- [SET EXERCISE]: Return every line of the material below verbatim and in its original order.

— START OF DATASET ENTRIES —

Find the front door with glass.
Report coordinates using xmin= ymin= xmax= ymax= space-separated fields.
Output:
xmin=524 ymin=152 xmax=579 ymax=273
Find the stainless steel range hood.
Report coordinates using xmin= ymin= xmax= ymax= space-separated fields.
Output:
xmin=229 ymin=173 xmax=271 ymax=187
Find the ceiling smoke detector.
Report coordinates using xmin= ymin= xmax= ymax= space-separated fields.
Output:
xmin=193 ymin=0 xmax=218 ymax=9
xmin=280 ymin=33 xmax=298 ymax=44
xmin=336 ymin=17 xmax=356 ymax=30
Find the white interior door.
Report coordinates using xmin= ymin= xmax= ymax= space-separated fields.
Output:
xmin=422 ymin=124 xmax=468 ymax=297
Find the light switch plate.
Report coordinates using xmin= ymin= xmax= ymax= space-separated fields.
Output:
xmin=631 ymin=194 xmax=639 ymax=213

— END OF DATASET ENTRIES —

- [EXPECTED OUTPUT]:
Find the front door with glass.
Report coordinates using xmin= ymin= xmax= ymax= space-separated fields.
Output:
xmin=524 ymin=152 xmax=579 ymax=273
Find the stainless steel range hood.
Report coordinates using xmin= ymin= xmax= ymax= space-separated fields.
Output:
xmin=229 ymin=173 xmax=271 ymax=187
Find the ceiling smoke detector.
Report coordinates using xmin= ymin= xmax= ymax= space-separated fields.
Output:
xmin=193 ymin=0 xmax=218 ymax=9
xmin=280 ymin=33 xmax=298 ymax=44
xmin=336 ymin=17 xmax=356 ymax=30
Find the white interior door.
Report coordinates using xmin= ymin= xmax= ymax= space-separated fields.
Output:
xmin=422 ymin=124 xmax=468 ymax=297
Find the light switch plate.
Report coordinates using xmin= ymin= xmax= ymax= space-separated fields.
Output:
xmin=631 ymin=194 xmax=639 ymax=213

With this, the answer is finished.